Records from a data collection
◇ ◇ ◇ ◇
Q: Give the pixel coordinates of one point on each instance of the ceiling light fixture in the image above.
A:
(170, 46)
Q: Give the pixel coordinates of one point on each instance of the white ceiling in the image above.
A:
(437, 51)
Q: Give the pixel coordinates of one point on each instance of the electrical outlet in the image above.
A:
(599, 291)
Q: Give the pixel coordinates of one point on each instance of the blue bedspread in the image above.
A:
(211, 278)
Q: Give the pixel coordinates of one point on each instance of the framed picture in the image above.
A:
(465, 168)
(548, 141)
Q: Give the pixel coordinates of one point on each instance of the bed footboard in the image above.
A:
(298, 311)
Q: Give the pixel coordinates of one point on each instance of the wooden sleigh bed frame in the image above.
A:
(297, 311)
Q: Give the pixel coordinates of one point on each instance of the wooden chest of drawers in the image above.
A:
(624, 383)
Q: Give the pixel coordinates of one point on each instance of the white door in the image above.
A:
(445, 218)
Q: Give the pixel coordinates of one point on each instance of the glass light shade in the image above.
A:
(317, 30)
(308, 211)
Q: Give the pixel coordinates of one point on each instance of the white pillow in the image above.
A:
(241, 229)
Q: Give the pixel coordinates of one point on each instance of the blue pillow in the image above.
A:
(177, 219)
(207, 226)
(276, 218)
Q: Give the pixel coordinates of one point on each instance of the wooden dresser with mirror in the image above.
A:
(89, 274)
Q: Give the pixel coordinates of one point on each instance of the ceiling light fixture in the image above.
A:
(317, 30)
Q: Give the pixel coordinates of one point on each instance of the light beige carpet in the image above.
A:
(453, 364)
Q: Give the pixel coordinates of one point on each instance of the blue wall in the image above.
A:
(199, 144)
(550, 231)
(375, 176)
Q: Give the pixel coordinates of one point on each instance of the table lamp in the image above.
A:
◇ ◇ ◇ ◇
Would you print all of the entries exactly as they stand?

Q: Give the pixel coordinates of one point on each instance of the ceiling light fixture in the image above.
A:
(170, 46)
Q: Give the pixel coordinates of one point on each instance of the white ceiling in the image above.
A:
(437, 51)
Q: Give the pixel coordinates of one point on each instance of the electrical outlet in the image above.
A:
(599, 291)
Q: Give the pixel coordinates of one point on each instance of the blue bedspread in the image above.
A:
(211, 278)
Q: Give the pixel coordinates of one point on each instance of the framed picture in the image above.
A:
(465, 168)
(548, 141)
Q: Give the pixel coordinates of one point on each instance of the bed footboard in the image above.
A:
(298, 311)
Q: Give the pixel coordinates of one point on each instance of the wooden sleigh bed frame in the image above.
A:
(297, 311)
Q: Give the pixel coordinates of one point on each instance of the wooden chest of drawers in the image above.
A:
(624, 383)
Q: Give the pixel coordinates of one point on each instance of the white door in the image above.
A:
(445, 218)
Q: Give the pixel coordinates of one point on each instance of the glass light shade in the image above.
A:
(317, 30)
(308, 211)
Q: Give the pixel coordinates of one point on each instance of the white pillow in the image above.
A:
(241, 229)
Q: Give the pixel coordinates of one point on each instance of the blue pillow in the image above.
A:
(177, 219)
(207, 226)
(276, 218)
Q: Give the pixel coordinates of one point on each instance of the wooden dresser with mirror in the image above.
A:
(89, 274)
Q: Give the pixel coordinates of one point on each instance of the ceiling light fixture in the image above.
A:
(317, 30)
Q: Give the pixel coordinates of one point on each instance of the light beige carpet in the image above.
A:
(453, 364)
Q: Give the pixel coordinates of one point on each instance of the blue wall in the image above.
A:
(199, 144)
(550, 231)
(375, 176)
Q: Give the pixel coordinates of one point on each instance of the table lamp in the image above.
A:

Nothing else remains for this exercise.